◆ WHAT IS REQUIRED:
Retype every line below, from the first one down to and including the line containing "positive clicks: (464, 495)". Leave the pictures out.
[[ INFORMATION PROVIDED, beginning ]]
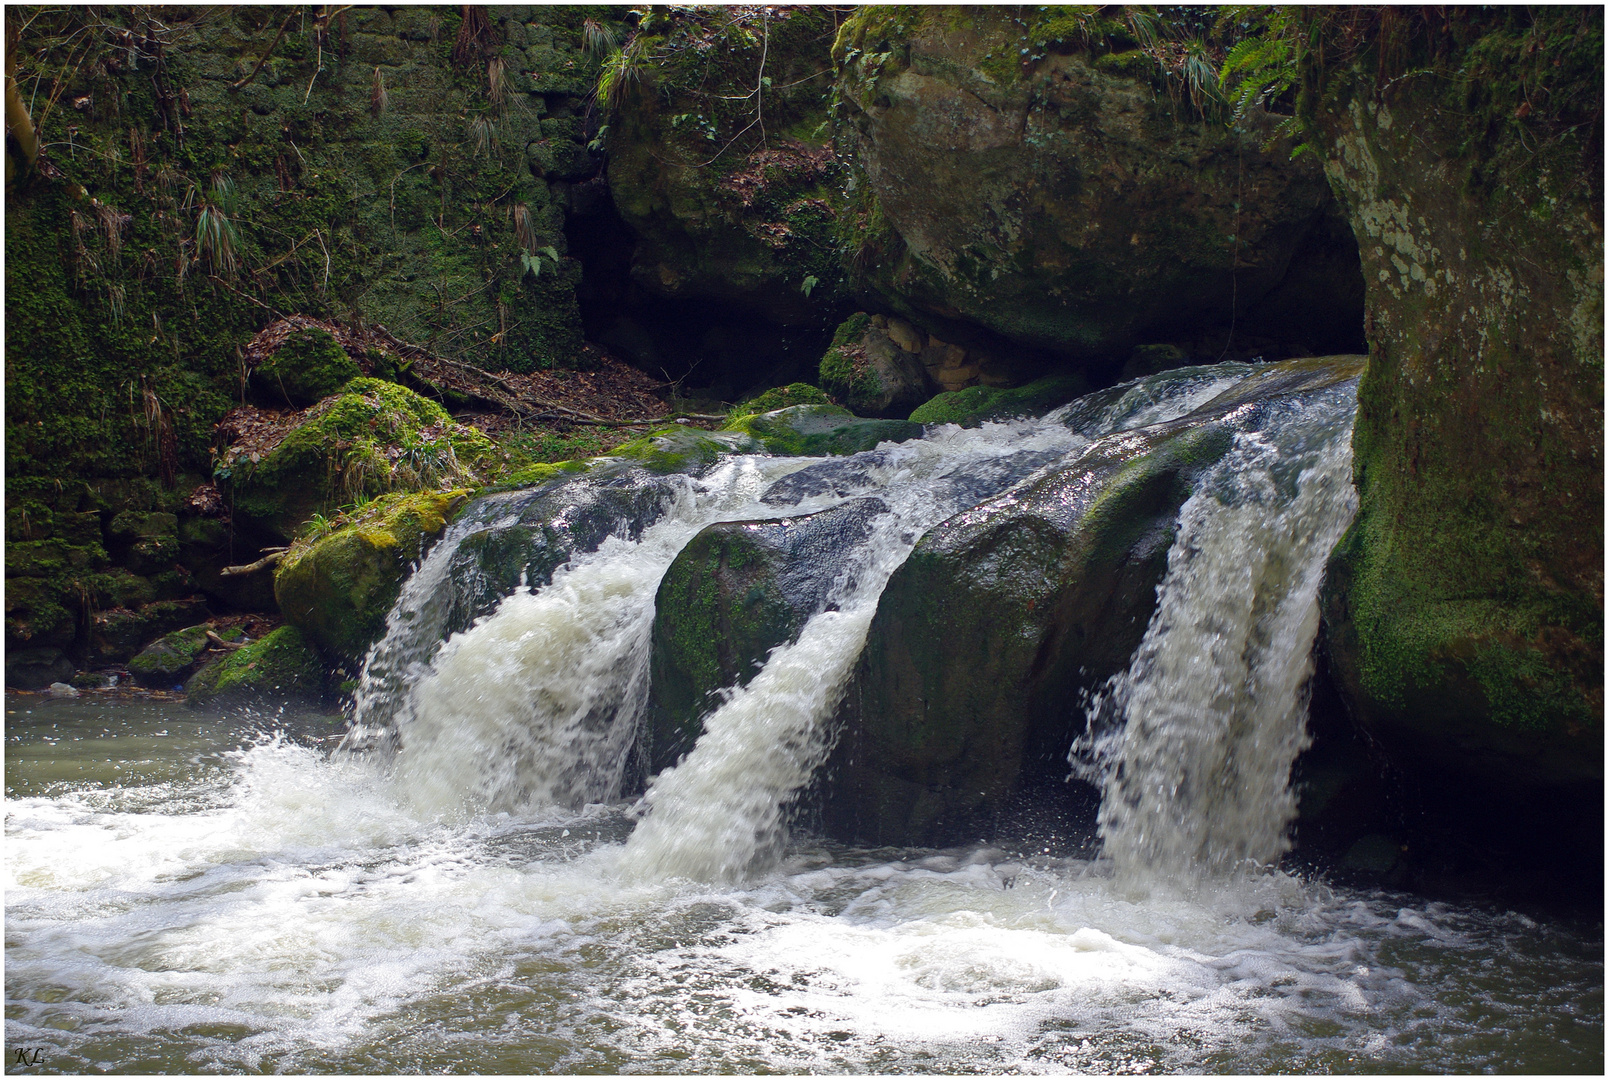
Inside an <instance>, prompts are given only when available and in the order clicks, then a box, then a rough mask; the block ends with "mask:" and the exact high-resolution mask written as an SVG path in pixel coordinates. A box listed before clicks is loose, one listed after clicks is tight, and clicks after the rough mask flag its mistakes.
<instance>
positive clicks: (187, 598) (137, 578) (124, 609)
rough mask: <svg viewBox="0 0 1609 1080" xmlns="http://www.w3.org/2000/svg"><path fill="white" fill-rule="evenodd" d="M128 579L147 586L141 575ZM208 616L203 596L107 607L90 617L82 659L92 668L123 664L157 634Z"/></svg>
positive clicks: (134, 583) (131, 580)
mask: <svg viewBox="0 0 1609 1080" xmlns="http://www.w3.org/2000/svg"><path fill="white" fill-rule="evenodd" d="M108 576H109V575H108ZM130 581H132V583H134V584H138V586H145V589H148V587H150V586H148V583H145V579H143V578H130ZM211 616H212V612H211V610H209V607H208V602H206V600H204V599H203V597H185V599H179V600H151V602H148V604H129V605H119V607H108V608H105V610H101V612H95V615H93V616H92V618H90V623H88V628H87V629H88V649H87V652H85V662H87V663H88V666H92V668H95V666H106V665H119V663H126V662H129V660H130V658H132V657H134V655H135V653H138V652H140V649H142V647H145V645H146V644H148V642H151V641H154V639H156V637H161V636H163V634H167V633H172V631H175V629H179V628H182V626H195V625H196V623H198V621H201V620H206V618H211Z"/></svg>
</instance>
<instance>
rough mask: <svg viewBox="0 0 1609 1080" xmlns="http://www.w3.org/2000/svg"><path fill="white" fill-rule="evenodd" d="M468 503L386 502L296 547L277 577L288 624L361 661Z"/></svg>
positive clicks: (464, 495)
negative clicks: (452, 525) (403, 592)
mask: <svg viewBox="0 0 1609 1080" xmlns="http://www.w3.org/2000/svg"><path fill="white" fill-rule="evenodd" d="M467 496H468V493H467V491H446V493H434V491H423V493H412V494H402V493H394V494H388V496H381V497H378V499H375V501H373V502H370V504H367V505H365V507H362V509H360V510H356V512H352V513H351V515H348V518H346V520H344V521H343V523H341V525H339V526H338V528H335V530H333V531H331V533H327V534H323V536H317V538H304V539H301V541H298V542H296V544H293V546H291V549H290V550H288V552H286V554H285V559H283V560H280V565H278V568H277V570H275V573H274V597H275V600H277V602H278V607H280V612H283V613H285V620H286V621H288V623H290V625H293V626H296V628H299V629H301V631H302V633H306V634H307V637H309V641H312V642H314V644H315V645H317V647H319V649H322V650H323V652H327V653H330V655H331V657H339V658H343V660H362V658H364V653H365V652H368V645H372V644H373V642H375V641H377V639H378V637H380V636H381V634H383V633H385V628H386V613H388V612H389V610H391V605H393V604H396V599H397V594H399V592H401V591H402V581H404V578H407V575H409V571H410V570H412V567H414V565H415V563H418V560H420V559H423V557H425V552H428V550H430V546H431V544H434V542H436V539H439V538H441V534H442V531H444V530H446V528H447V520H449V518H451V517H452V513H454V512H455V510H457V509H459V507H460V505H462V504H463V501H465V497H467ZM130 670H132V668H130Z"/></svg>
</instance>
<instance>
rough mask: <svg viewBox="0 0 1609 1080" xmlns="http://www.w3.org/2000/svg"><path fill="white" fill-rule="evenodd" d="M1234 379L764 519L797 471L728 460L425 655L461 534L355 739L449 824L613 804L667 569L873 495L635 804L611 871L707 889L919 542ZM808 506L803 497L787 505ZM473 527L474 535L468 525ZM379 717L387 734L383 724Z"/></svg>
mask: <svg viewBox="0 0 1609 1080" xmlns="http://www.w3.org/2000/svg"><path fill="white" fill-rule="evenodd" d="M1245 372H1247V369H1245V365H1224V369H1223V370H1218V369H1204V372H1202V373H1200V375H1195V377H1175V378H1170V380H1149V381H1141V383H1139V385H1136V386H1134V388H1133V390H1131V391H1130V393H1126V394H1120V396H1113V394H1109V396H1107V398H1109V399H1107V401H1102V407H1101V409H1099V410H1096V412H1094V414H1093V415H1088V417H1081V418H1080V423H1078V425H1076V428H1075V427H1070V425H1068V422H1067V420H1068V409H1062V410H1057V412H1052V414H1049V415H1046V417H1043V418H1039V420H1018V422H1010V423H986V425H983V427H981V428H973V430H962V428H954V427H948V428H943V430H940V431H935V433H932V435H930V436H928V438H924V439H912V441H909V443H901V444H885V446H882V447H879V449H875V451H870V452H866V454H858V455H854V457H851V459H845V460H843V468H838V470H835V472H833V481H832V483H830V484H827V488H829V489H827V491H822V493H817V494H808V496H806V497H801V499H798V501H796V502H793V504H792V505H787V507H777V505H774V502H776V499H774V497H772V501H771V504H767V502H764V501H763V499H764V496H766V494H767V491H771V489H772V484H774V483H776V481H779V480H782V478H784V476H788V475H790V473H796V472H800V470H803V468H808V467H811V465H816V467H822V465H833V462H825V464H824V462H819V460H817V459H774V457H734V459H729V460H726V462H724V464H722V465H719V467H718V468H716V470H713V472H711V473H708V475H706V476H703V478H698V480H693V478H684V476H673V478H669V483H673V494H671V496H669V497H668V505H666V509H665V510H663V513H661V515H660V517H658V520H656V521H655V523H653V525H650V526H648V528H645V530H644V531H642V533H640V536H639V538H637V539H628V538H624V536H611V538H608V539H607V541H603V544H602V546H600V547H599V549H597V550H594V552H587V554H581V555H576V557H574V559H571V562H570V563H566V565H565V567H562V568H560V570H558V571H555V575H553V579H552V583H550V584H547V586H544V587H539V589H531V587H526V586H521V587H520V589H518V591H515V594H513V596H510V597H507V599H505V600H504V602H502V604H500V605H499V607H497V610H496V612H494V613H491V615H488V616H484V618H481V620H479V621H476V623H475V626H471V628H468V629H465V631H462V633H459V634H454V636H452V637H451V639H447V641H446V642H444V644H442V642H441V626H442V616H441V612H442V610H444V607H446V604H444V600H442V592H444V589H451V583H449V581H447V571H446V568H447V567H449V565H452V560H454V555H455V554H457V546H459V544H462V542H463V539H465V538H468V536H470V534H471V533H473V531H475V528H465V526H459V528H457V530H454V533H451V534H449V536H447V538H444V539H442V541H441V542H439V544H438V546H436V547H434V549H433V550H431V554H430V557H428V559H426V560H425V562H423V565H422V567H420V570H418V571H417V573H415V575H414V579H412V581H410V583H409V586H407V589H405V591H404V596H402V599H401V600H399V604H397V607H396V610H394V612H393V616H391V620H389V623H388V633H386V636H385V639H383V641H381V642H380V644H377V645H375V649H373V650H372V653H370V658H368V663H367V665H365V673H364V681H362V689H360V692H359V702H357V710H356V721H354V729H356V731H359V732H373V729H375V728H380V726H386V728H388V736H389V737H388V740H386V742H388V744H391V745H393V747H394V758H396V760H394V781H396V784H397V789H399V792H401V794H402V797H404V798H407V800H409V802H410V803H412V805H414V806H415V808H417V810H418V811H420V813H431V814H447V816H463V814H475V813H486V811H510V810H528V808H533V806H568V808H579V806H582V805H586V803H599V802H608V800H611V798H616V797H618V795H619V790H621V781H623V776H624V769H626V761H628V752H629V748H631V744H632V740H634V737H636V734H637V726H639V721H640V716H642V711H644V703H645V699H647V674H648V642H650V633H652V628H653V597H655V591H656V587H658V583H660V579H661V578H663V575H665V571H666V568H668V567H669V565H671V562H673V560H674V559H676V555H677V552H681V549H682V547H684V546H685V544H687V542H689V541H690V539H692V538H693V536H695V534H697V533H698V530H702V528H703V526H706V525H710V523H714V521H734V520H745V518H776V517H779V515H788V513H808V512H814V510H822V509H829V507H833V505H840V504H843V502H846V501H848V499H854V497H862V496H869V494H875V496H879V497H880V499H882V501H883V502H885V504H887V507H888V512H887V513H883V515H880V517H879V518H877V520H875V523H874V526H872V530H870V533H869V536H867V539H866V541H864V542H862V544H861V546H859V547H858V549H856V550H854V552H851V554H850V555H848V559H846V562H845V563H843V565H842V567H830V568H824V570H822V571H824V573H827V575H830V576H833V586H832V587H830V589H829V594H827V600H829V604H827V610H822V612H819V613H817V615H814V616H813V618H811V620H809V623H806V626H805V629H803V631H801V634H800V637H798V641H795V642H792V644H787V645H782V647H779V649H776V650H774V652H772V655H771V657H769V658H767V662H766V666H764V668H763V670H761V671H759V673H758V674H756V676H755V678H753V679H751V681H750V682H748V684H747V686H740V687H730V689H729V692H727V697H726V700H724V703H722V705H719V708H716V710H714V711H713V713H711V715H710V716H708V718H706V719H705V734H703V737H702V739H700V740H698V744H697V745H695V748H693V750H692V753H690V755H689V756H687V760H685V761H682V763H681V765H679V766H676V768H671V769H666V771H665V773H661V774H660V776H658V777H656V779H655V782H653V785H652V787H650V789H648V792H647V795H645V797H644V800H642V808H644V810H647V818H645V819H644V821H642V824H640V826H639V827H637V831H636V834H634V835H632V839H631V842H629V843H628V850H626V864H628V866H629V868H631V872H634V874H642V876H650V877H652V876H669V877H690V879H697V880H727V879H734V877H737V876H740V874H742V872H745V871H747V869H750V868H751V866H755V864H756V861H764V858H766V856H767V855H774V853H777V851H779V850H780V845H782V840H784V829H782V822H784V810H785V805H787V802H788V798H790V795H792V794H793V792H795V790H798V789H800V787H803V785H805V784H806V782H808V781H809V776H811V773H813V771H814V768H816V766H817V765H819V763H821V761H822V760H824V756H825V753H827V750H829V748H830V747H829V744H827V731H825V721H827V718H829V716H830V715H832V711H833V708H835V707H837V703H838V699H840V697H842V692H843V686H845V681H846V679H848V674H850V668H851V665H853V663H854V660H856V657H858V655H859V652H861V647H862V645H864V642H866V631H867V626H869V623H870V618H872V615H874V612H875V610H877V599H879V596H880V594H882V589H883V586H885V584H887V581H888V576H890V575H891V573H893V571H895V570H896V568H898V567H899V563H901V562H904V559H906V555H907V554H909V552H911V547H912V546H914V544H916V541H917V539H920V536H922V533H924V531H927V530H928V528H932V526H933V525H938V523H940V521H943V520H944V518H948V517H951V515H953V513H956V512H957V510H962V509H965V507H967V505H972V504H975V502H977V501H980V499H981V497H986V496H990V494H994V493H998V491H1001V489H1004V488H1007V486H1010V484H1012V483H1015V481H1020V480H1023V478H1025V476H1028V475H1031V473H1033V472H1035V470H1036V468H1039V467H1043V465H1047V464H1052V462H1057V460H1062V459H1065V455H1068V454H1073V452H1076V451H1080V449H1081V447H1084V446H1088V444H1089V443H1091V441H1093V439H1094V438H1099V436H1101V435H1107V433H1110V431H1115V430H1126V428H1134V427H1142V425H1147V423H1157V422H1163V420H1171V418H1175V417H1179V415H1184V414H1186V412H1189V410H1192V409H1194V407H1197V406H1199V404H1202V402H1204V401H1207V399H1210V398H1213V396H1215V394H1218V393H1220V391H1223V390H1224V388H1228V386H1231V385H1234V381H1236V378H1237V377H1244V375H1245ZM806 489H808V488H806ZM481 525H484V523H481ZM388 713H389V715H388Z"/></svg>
[[ INFORMATION PROVIDED, end ]]
◆ WRITTEN SOLUTION:
Inside an <instance>, prompts are given only when available and in the order clicks, then a box, then a rough mask; the block ends with "mask:" and the exact high-resolution mask written as an SVG path in pixel coordinates. A box listed before clicks is loose, one listed after clicks is tight, and clicks after the rough mask flag its mistakes.
<instance>
positive clicks: (187, 598) (137, 578) (124, 609)
rough mask: <svg viewBox="0 0 1609 1080" xmlns="http://www.w3.org/2000/svg"><path fill="white" fill-rule="evenodd" d="M128 579L147 586L141 575ZM208 616L203 596L107 607L90 617L82 659L92 668L123 664L157 634Z"/></svg>
positive clicks: (134, 583) (131, 580)
mask: <svg viewBox="0 0 1609 1080" xmlns="http://www.w3.org/2000/svg"><path fill="white" fill-rule="evenodd" d="M108 576H109V575H108ZM130 581H132V583H134V584H138V586H145V589H148V587H150V586H148V583H145V579H143V578H130ZM211 616H212V612H211V610H209V607H208V602H206V600H204V599H203V597H185V599H179V600H151V602H148V604H129V605H119V607H108V608H105V610H101V612H95V615H93V616H92V618H90V623H88V628H87V629H88V649H87V652H85V662H87V663H88V666H92V668H95V666H106V665H119V663H126V662H129V660H130V658H132V657H134V655H135V653H138V652H140V649H142V647H145V645H146V644H148V642H151V641H154V639H156V637H161V636H163V634H167V633H172V631H175V629H179V628H182V626H195V625H196V623H198V621H201V620H206V618H211Z"/></svg>
</instance>
<instance>
rough mask: <svg viewBox="0 0 1609 1080" xmlns="http://www.w3.org/2000/svg"><path fill="white" fill-rule="evenodd" d="M468 503L386 502L296 547L277 577L288 624L361 661Z"/></svg>
positive clicks: (464, 495)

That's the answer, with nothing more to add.